- [Problem to work on]: Copy the listing below line for line, changing nothing.
==========
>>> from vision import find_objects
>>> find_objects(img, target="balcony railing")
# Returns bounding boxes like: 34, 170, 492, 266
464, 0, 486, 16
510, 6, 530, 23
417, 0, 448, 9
==========
- [Worked solution]:
>>> from vision import find_objects
>>> find_objects(img, target="balcony railing")
# Returns bounding boxes like: 34, 170, 492, 266
464, 0, 486, 16
510, 6, 530, 23
417, 0, 448, 9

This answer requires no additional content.